**Given problem**: Extract each line of the listing below that contains the string "tower", treating uppercase and lowercase as different.

(Dataset records)
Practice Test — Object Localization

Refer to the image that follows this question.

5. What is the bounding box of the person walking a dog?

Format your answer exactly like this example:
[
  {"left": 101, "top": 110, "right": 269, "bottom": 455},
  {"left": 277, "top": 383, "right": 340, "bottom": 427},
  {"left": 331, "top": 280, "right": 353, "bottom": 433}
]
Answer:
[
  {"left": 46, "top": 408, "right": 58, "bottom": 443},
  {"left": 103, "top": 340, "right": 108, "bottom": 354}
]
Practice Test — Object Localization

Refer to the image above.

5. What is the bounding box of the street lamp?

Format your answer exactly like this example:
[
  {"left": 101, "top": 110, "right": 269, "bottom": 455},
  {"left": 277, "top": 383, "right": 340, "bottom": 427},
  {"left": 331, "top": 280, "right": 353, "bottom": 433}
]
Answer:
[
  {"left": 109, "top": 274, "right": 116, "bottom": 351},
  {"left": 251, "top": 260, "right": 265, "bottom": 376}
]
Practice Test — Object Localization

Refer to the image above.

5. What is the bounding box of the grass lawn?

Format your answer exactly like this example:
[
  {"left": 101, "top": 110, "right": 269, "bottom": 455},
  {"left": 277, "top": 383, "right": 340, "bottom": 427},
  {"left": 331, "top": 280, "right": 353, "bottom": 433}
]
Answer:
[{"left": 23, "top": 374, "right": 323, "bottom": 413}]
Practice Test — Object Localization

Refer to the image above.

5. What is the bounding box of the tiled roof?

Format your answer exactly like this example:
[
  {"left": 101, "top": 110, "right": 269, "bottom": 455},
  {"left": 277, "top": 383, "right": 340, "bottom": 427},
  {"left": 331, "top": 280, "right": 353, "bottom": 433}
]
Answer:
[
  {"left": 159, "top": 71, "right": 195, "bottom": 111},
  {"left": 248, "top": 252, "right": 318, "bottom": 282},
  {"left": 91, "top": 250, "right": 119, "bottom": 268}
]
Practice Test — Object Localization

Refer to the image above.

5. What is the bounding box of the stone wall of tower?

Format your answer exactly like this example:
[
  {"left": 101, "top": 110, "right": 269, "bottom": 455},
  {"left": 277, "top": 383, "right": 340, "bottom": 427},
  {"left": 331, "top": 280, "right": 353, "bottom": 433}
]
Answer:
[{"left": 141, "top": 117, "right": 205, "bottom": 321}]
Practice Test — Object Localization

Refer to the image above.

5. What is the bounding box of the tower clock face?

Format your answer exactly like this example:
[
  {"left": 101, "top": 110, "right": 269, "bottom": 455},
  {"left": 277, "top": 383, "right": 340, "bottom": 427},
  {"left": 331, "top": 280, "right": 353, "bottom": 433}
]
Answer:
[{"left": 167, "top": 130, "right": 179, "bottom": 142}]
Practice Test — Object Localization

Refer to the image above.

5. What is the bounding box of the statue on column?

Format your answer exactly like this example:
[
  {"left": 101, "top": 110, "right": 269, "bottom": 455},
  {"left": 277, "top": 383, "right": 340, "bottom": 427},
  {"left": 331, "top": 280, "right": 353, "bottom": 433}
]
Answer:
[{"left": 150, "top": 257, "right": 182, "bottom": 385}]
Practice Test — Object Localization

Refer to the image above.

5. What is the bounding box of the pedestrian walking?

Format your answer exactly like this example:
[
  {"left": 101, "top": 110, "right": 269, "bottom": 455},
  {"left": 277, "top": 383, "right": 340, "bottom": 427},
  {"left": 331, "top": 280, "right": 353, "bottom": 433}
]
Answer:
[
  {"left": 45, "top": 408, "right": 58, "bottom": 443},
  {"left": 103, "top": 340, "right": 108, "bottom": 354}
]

**Result of this task**:
5. What is the bounding box of the stone wall of tower?
5. What is the bounding box of the tower clock face?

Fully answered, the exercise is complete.